WHAT YOU HAVE TO DO: Each entry below is to be extracted exactly.

Point annotation dataset records
⁂
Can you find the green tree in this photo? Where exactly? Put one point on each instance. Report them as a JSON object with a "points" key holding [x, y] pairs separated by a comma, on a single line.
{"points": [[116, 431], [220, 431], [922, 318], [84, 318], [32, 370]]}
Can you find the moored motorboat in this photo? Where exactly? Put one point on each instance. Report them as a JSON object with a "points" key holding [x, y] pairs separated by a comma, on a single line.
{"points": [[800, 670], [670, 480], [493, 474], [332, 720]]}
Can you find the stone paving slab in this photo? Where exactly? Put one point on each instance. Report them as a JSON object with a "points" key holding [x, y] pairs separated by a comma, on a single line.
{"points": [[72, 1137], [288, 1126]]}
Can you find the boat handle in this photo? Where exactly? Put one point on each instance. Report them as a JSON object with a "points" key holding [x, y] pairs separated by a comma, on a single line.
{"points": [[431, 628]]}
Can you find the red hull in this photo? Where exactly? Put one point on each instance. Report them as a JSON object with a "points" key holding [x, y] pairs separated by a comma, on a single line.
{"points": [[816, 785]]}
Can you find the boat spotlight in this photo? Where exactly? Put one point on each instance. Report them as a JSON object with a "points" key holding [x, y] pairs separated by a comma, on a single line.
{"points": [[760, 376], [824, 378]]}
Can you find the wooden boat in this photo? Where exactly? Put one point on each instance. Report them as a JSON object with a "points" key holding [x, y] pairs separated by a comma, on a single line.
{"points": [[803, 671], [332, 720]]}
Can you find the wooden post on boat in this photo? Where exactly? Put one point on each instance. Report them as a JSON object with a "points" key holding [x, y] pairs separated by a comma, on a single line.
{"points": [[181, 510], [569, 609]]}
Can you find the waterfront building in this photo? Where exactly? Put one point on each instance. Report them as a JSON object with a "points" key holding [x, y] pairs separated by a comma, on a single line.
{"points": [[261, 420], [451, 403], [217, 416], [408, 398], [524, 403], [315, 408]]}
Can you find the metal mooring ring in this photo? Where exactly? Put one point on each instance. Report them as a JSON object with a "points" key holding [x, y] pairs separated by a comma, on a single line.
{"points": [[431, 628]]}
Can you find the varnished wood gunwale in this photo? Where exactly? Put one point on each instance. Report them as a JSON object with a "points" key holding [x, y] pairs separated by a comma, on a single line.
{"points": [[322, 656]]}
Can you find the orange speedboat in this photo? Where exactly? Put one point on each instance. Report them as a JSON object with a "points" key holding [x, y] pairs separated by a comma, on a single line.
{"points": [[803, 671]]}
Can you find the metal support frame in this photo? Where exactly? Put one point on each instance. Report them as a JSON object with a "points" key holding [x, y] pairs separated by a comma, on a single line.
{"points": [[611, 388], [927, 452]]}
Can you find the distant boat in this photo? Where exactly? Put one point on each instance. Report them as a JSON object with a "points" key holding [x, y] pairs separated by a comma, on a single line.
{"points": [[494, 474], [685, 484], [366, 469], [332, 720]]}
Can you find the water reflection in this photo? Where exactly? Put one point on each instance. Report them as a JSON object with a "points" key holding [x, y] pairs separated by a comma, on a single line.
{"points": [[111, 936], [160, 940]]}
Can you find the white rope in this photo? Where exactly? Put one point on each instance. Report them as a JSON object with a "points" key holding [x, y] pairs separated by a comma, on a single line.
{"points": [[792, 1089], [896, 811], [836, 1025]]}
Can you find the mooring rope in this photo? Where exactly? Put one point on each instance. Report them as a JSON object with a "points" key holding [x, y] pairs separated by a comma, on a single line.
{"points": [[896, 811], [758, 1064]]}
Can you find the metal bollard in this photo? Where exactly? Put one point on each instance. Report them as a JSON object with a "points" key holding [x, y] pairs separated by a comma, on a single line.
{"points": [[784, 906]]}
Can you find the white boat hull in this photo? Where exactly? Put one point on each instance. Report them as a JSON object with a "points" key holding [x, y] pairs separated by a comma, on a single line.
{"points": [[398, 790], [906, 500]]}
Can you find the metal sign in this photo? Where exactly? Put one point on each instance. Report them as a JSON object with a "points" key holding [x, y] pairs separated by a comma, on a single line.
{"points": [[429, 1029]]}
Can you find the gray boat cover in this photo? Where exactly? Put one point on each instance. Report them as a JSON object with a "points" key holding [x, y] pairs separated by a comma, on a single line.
⁂
SOLUTION:
Can you find the green tree in this photo? Where exactly? Put one point on each instance. Report them as a JSON object with a "points" key holding [x, y] pairs separated by a comma, on a single line.
{"points": [[116, 431], [220, 431], [922, 318], [84, 318], [32, 370]]}
Can you find the moored motorboat in this photo? Where exactly? Put one point on each instance. Report them as a JSON object with a "points" key holding [x, y] pairs separated by a comma, on a single line.
{"points": [[800, 670], [670, 480], [493, 474], [332, 720]]}
Can you find the stone paving slab in this photo? Where exactly? Put one point on each instance. Report them as a JSON object with a "points" key holding [x, y] pairs separated by a comma, on a single line.
{"points": [[72, 1137], [288, 1126]]}
Can you find the boat handle in this photo? Where exactly? Put one point on each instance. Report them as a JSON object with a "points" key holding [x, y] pairs separated by a comma, on a single line.
{"points": [[431, 628]]}
Can you find the red hull in this photo? Where exactly? Put one point on each instance. Report them as a JSON object with a "points" key holding [x, y] pairs separated by a comma, on a single line.
{"points": [[816, 785]]}
Can you find the boat spotlight in this photo? Where exactly? Put one point on each instance. Report them as a JSON object with a "points" key holding [x, y] pairs separated by a comma, on a single line.
{"points": [[760, 376], [824, 378]]}
Can you find the wooden boat in this photo? Where exactly? Put one point on each instance. Report them as a JSON object with a "points" key holding [x, y] pairs separated by a comma, on a single line.
{"points": [[803, 671], [332, 720]]}
Can you find the wooden post on boat in this photo? Where exactly? Put one point on each instance. Report them as a JSON object with a "points" key holding [x, y] pairs separated by a comma, on a single line.
{"points": [[181, 510], [569, 609]]}
Can you find the waterfront building in this photo? Where exactly? Put one point on each instance. Report them as a JSON object with a "points" key holding [x, y] pairs separated by a comma, on a single line.
{"points": [[261, 420], [451, 403], [217, 416], [408, 398], [524, 403], [315, 408]]}
Can you find the metal mooring ring in this photo? Where exactly? Put one point on each instance. Report them as a JSON object with a "points" key holding [x, y] pairs separated by a comma, on a single line.
{"points": [[431, 628]]}
Can you find the varnished wood gunwale in this photo? Where exactly? Put one point on each instance. Report them as a JSON object with a "points" key holding [x, y] pairs separated by a comma, on a single line.
{"points": [[322, 656]]}
Can you find the orange speedboat in this photo? Where exactly? Put one point on each instance. Report them as a JSON object with a "points" key holding [x, y] pairs separated by a comma, on a single line.
{"points": [[803, 671]]}
Can you find the metal support frame in this photo? Where exactly? Put one point on each instance. Report them as a JSON object with a "points" key holding [x, y] pairs separated by a comma, on a single line.
{"points": [[611, 388], [927, 452]]}
Can you find the distant boat in this photo? Where exactly? Put one point on each instance. Report them as a JSON object with a "points" key holding [x, y] pairs separated by a comma, on a single line.
{"points": [[494, 474], [685, 484], [366, 469], [332, 720]]}
Can you find the water reflection in this photo? Where exactly? Put one point on each instance. Report them as a JSON object with a "points" key holding [x, y] pairs separated by a comma, on a single line.
{"points": [[111, 936], [160, 940]]}
Can you find the white rope in this photo? Where exactly? Put one point on each instance. Report them as a JSON object with a "points" key holding [x, y] pairs separated by a comma, on a single line.
{"points": [[792, 1089], [896, 811], [836, 1025]]}
Can you find the mooring rope in this photo? Where exactly? Put one point on each instance. Report them as a JSON object with a "points" key holding [x, y] pairs separated by a comma, on a single line.
{"points": [[896, 811], [758, 1064]]}
Can you find the metal bollard in this photo? Where exactly? Put one point on each instance. Report them as a JSON object with a "points" key holding [x, y] pairs separated by a comma, on a single line.
{"points": [[784, 906]]}
Can you find the white boat hull in this photo? Where exactly? Put one point on each instance. Report them as a JSON object with a "points" key holding [x, y] pairs separated by a comma, on a single line.
{"points": [[398, 790], [906, 500]]}
Can you find the metal sign in this photo? Where exactly? Put one point on each instance. Report them as a JSON object with a "points" key holding [x, y] pairs separated by a comma, on a single line.
{"points": [[429, 1029]]}
Can you find the gray boat cover in this photo? Where exactly? Put one point on each instance. Report them as a JSON object with a "points" key holding [x, y] pairs separated by a comma, on a single line.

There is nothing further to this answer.